━━ Texte extrait ━━

J'ai toujours eu horreur de la cantine.
Elle est d'ailleurs à l'origine de l'un de mes premiers souvenirs dans la catégorie « traumatisme qui me fait hérisser le poil dès que j'y repense ». La cantine de ma maternelle (oui, je peux très bien me souvenir de la maternelle sans pour autant penser à régler mes impots sur le revenu avant la mi-Septembre) avait servi un plat tellement immonde (genre variante de l'endive au jambon, mais en bouillie) qu'en sortant de table, j'en avais, passablement irrité, décidé d'être odieux avec le premier abruti qui vienne me titiller sur la couleur de mon tricycle (j'habitais alors une banlieue de Paris très bourge aux maternelles très cossues).
Manque de bol, c'était alors mon père, qui avait consacré toute sa pause de midi à traverser Paris pour venir me voir, qui avait écopé.
Inutile de dire qu'il n'a par conséquent plus jamais consacré sa pause à traverser Paris pour venir me voir depuis ce jour là.
Puisqu'on parle du Padre, je tiens à évoquer un point qui me tient particulièrement à coeur avec les parents qui lisent ce blog, les futurs parents ou ceux qui le sont et qui ne le savent pas encore.
J'ai toujours la peur de voir débarquer une ex suivie d'un gamin se ramassant sur la dernière marche de mon escalier.
Un point je disais, donc , que je voulais évoquer. Bougres de parents, comment voulez vous qu'un enfant normalement constitué, et à fortiori mais c'est un exemple, gaucher inversé à tendance droitier maladroit, puisse apprécier la cantine, lorsque vous usez de l'inscription à cette dernière comme d'une menace si « le carnet n'est pas terrible » ? Hein ?
D'ailleurs, la notion de carnet pas terrible me semble trop vague pour être honnête.
C'est pourquoi j'irais en appel mais un peu tard contre cette décision de m'avoir inscrit à la cantine au CE1.
Question de principe.
La cantine, c'est bien simple, j'y repense chaque fois que passant à proximité d'une forme marron tendance jaunatre, voir même que je passe en plein dedans ce qui est toujours désagréable surtout lorsque c'est le jour où je porte des tongs, l'odeur émanant de la substance à terre (ou de mes doigts de pieds, donc) arrive à mes narines.
Je viens de comprendre l'origine de l'expression « un souvenir cuisant ».

━━━
━━ Lignes de données ━━

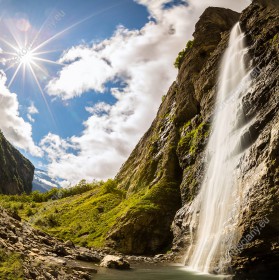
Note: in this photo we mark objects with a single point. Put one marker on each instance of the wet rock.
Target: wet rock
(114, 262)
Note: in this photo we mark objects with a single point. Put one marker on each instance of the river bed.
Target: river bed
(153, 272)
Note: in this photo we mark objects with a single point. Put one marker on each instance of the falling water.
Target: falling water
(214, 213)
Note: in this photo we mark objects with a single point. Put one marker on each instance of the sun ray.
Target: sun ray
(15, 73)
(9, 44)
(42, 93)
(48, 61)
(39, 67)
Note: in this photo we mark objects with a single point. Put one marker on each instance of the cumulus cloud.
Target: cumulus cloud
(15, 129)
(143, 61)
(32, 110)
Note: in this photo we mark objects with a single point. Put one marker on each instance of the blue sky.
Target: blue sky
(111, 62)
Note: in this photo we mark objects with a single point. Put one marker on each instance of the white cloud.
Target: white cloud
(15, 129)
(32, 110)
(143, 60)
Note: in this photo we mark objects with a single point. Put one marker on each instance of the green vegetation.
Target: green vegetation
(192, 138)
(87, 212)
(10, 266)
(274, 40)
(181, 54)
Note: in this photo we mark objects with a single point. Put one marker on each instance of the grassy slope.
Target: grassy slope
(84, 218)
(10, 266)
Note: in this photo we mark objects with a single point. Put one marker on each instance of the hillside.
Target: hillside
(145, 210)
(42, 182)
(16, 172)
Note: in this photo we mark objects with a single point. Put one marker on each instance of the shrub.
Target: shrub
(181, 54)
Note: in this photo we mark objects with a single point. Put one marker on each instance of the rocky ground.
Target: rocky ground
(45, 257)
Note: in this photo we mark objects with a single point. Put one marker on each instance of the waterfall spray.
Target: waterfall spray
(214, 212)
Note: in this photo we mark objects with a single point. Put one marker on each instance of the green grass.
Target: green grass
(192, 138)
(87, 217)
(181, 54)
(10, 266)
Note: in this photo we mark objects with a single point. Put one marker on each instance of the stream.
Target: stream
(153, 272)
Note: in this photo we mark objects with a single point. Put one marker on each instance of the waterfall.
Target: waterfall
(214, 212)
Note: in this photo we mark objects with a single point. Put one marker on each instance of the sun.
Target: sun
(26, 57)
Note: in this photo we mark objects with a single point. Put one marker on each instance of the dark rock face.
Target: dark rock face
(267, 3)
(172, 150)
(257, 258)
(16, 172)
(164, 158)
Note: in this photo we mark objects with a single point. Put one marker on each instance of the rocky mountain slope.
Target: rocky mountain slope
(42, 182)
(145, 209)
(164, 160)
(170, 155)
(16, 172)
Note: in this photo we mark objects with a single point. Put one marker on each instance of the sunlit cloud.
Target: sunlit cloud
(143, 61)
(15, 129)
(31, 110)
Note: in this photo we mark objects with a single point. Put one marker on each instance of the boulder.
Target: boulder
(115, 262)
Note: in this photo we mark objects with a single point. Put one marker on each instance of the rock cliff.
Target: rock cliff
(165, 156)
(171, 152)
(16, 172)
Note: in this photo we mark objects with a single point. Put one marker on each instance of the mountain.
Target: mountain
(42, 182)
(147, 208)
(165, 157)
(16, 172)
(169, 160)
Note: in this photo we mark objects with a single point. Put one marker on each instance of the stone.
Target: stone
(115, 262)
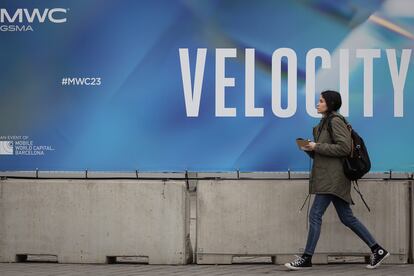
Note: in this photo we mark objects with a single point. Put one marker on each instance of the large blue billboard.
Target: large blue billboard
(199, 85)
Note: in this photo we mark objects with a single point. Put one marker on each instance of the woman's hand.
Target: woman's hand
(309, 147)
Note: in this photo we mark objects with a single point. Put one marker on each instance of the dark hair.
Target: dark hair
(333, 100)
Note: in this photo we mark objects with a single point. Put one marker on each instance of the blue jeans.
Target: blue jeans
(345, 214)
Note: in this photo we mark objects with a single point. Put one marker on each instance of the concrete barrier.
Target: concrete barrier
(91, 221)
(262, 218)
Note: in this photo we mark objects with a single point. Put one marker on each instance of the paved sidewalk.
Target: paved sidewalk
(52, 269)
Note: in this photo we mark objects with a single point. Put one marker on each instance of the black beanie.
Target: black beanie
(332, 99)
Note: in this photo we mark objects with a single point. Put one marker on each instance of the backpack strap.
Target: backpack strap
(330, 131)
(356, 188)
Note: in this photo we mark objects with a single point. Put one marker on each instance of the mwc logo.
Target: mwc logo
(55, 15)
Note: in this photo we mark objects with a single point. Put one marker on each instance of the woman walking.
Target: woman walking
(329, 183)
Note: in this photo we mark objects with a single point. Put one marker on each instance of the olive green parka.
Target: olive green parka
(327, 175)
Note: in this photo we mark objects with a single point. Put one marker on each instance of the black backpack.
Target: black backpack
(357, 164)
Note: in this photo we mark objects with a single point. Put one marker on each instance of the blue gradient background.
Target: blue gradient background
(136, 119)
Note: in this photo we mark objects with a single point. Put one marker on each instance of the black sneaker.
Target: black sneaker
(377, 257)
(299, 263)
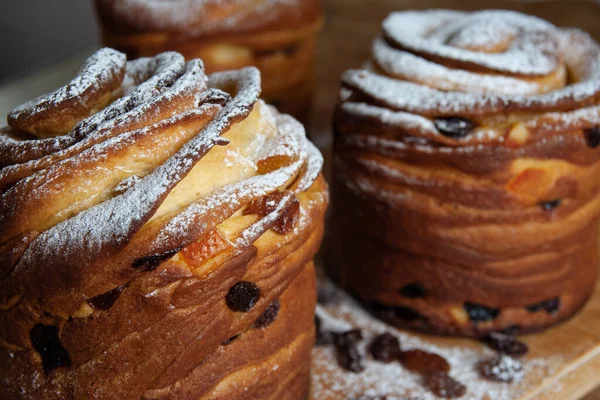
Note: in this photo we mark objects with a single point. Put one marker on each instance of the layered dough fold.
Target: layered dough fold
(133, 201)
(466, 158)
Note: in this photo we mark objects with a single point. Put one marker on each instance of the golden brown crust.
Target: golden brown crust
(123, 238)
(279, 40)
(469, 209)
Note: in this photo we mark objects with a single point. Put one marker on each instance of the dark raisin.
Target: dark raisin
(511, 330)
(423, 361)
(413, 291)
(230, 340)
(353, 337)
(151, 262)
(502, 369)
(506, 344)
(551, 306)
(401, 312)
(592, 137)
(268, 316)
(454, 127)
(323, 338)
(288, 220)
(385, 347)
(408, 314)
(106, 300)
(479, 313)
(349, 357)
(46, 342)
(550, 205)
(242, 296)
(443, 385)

━━━

À faire →
(a) Pouvez-vous restituer le passage du texte sur la cantine qui commence par « J'ai toujours la » et va jusqu'à « Question de principe. » ?
(b) Les affirmations suivantes sont-elles conformes au texte sur la cantine ? Répondez à chacune par oui ou par non, en citant les mots du texte qui tranchent.
(i) L'auteur a été inscrit à la cantine au CE1.
(ii) Après l'incident, le père a continué à traverser Paris pendant sa pause pour venir voir son enfant.
(iii) Le plat servi à la maternelle ressemblait à une variante de l'endive au jambon en bouillie.
(c) Pourriez-vous écrire la suite du texte sur la cantine, en enchaînant après sa dernière phrase ?
La liste n'a aucun lien avec le texte sur la cantine.

Réponses →
(a)
J'ai toujours la peur de voir débarquer une ex suivie d'un gamin se ramassant sur la dernière marche de mon escalier.
Un point je disais, donc , que je voulais évoquer. Bougres de parents, comment voulez vous qu'un enfant normalement constitué, et à fortiori mais c'est un exemple, gaucher inversé à tendance droitier maladroit, puisse apprécier la cantine, lorsque vous usez de l'inscription à cette dernière comme d'une menace si « le carnet n'est pas terrible » ? Hein ?
D'ailleurs, la notion de carnet pas terrible me semble trop vague pour être honnête.
C'est pourquoi j'irais en appel mais un peu tard contre cette décision de m'avoir inscrit à la cantine au CE1.
Question de principe.

(b)
(i) Oui : « m'avoir inscrit à la cantine au CE1 ».
(ii) Non : « il n'a par conséquent plus jamais consacré sa pause à traverser Paris pour venir me voir depuis ce jour là ».
(iii) Oui : « genre variante de l'endive au jambon, mais en bouillie ».

(c)
Le problème avec la cantine, ce n'est pas que l'on vous y servait de la merde : mais c'est aussi que l'on vous obligeait de la manger. C'est en effet entre ces tables octogonales, sur lesquelles tronaient des carafes dans lesquelles un crétin avait toujours mis du sel/du poivre/du pain voir les 3, que circulaient les pires tortionnaires que l'éducation nationale ait jamais enfantée: les surveillants de cantine.
On a tous le souvenir d'un surveillant de cantine qui nous a obligé à finir un steak au gras/un gras au steak quelque part dans notre tête.
Du moins ca m'arrange de le penser, cela me ferait mal d'être le seul à avoir subi les violences alimentaires répétées des sbires des pires cuisiniers que l'on ait vu depuis ceux travaillant chez Flunch.
... Brune est fan de Flunch.
Beuh.
Il n'y a qu'un souvenir lié à la cantine qui me fasse gentiment sourire. Enfin deux si on prend en compte la fois où au lycée, alors que ma toute nouvelle copine rigolait de moi en disant que j'avais aucune chance de découvrir son nom un jour, son nom clignotait derrière elle sur l'écran de contrôle de présence de la cantine. Mais donc, le seul souvenir véritablement potable qu'il me reste de la cantine, ce sont ces verres.
Mais oui ! Ces verres duralex, dans lesquels tous les gamins se sont amusés à lire leur age en ricanant de celui qui avait un age inférieur au sien, même que maintenant dans la vraie vie, c'est l'inverse !
Ces verres étaient donc l'une des rares raisons valables de se poiler à la cantine, même entouré d'endives au jambon. Eh bien quand je vois que l'entreprise Duralex fait faillite, je me dis que franchement, l'avenir s'annonce pas rose pour nos (futurs) bambins, tiens.
M'enfin, m'en fous, je veux pas de gamin, alors hein ...
Ps personnel : Eric, ce texte date de 2008, j'ai eu le temps de changer d'avis et ce n'est pas parce que tu lis ces lignes que tu n'aurais jamais du voir (je croyais légitimement qu'en 2020, internet serait démodé) que tu échapperas à la cantine.
Non mais tu as vu ton carnet de note ? Hein ?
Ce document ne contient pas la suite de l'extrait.